> [Exercise brief] Output every entry below exactly, without its pictures.
Exercise data START
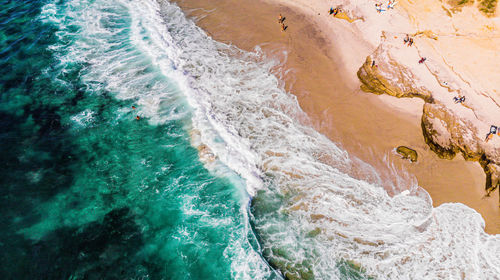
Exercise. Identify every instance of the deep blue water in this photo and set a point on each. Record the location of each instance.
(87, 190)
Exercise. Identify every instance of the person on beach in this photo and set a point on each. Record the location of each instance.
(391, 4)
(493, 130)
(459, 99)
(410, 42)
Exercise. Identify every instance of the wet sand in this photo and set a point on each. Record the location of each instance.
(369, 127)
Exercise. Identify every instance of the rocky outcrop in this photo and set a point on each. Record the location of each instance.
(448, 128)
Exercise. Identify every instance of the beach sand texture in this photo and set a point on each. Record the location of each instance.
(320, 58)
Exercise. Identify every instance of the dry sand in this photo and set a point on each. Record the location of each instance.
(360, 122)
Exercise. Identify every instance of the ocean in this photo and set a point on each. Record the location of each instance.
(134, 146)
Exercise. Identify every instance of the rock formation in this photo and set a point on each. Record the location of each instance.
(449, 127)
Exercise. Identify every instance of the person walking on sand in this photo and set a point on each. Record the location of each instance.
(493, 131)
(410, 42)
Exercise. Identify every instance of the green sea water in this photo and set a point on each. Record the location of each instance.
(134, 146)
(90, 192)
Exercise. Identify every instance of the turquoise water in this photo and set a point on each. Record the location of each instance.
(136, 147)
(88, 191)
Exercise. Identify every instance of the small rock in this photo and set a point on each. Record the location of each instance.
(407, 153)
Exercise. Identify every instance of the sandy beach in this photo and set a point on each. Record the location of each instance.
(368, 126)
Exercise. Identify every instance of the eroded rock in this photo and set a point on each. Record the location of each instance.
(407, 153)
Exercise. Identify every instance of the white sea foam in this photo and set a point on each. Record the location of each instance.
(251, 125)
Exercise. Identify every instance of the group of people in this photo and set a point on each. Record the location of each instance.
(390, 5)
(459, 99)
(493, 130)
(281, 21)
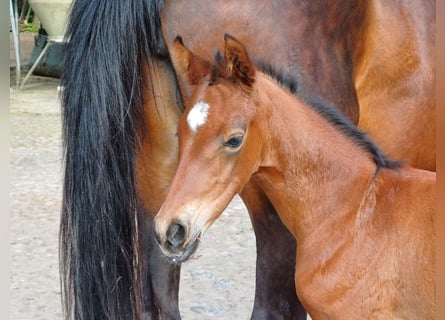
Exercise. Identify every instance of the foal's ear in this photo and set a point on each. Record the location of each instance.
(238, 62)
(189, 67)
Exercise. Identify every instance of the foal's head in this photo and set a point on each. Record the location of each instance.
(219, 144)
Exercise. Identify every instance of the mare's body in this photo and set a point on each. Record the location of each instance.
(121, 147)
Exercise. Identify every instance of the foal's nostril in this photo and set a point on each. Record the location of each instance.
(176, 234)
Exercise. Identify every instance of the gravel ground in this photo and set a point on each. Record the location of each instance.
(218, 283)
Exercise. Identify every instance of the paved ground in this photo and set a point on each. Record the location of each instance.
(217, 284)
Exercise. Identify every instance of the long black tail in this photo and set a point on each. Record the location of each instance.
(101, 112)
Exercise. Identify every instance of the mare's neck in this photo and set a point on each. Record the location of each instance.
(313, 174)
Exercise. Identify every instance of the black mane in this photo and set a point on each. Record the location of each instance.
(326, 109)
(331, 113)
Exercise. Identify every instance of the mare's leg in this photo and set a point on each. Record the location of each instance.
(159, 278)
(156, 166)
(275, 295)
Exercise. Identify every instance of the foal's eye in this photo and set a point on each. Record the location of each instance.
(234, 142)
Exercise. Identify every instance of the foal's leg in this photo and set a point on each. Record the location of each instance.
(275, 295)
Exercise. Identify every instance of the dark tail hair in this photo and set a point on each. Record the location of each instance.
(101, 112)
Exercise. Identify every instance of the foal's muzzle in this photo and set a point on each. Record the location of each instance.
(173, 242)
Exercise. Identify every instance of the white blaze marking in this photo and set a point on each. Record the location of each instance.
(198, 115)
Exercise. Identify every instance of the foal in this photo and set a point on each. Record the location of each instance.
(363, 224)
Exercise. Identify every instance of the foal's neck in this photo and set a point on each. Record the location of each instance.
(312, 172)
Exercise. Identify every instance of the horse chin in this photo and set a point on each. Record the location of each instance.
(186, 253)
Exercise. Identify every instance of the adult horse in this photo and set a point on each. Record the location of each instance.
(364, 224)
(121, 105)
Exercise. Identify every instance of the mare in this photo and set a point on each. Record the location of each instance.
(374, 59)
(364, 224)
Exercise data END
> [Response area]
Exercise. Identify every instance of the deep blue water in this photo and set a point on each. Record the location of each instance.
(87, 190)
Exercise. Identify every instance of the person on beach in this photo and set a point on each. Record the location of each instance.
(391, 4)
(493, 130)
(459, 99)
(410, 42)
Exercise. Identify every instance of the wet sand in this photo and set a point on each. Record the location of each instance.
(369, 127)
Exercise. Identify every instance of the rocky outcrop in this photo and set a point on each. Record the location of each instance.
(448, 128)
Exercise. Identify every instance of the beach sand texture in this photo and set a point on each. Record the location of each instance.
(320, 58)
Exercise. Identify every instance of the dry sand in this photo and set a point on each. Record the location of each instance.
(360, 122)
Exercise. Identify every instance of the ocean in this photo and set a point on each. Record the location of each instance.
(134, 146)
Exercise. Identify every instance of the rock formation in this photo and set a point on each. Record the location of each instance.
(449, 127)
Exercise. Identify every instance of the person walking on sand in this photo and set a point on each. Record the location of each instance.
(493, 131)
(410, 42)
Exercise. Identify every instance of the green sea water in this photo and set a point on each. Record the location of each instance.
(134, 146)
(90, 192)
Exercise. Identify every instance of the turquoise water in this photo and set a point on each. Record the location of each instance.
(136, 147)
(88, 191)
Exercise. Identify every instance of the small rock in this photo and set a point on each. Record the location of each instance.
(407, 153)
Exercise. Identify every instance of the sandy beach in this photo and set a point on each. Record the location of each instance.
(368, 126)
Exercise. Identify every instance of the eroded rock in this photo and set a point on each. Record the location of each instance.
(407, 153)
Exercise. Identify every instance of the white sea foam in this photo and set a point on each. Record the location of each instance.
(251, 125)
Exercise. Identify every instance of the group of people in this photo and set a point on each. Record the location of each instance.
(390, 5)
(459, 99)
(493, 130)
(281, 21)
Exercise. Identify every instance of the foal's ear in this photo and set a point on each. Record the location of each instance.
(238, 62)
(189, 67)
Exercise. Identify every instance of the foal's head in this photo and set a point on each. Record the location of each instance.
(219, 144)
Exercise. Identify every instance of the mare's body in this photo and set a point on each. Record the location of each instance.
(121, 147)
Exercise. Identify every instance of the foal's nostril in this photo and set a point on each. Record the location of each instance.
(176, 234)
Exercise. Identify every instance of the gravel ground in this photo and set a point on each. Record the location of each instance.
(218, 283)
Exercise. Identify every instance of the paved ground in this photo and set a point on each. Record the location of each instance.
(217, 284)
Exercise. Identify every instance of the long black tail in this photo and set a point on each. Record the location of each instance.
(101, 112)
Exercise. Identify every instance of the mare's neck in this photo and set a point on each. Record the location of each instance.
(313, 174)
Exercise. Identify every instance of the black mane in this photo and set a point on each. Record the location of each instance.
(326, 109)
(331, 113)
Exercise. Identify every instance of the mare's leg in this photo and set a point on each. Record the location of each instance.
(159, 278)
(156, 166)
(275, 295)
Exercise. Identify every instance of the foal's eye in this photo and set a point on each. Record the location of each instance.
(234, 142)
Exercise. Identify every instance of the foal's leg in this photo and set a point on each. Record the location of each instance.
(275, 295)
Exercise. Identify every instance of the dark tail hair in this photo and set a point on each. Record the location of each instance.
(101, 112)
Exercise. Identify every instance of the foal's muzzle in this photo and set a point on each. Record the location of each instance.
(173, 242)
Exercise. Identify every instance of the white blaze marking in this photo and set a point on each. Record the location of each instance.
(198, 115)
Exercise. Identify every instance of the foal in this photo and set a point on each. Record the location of each instance.
(363, 224)
Exercise. Identify every instance of the foal's neck in this photo and set a point on each. Record the location of each instance.
(312, 172)
Exercise. Identify every instance of the horse chin in this photo and set a point on each. Record the location of each instance.
(186, 253)
Exercise. Identify every instance of the adult horse in this photo and set a point on each. Record the location of each instance.
(364, 224)
(121, 105)
Exercise. Identify every instance of the mare in this photo and set a point on each. Record the location of each instance.
(374, 59)
(364, 224)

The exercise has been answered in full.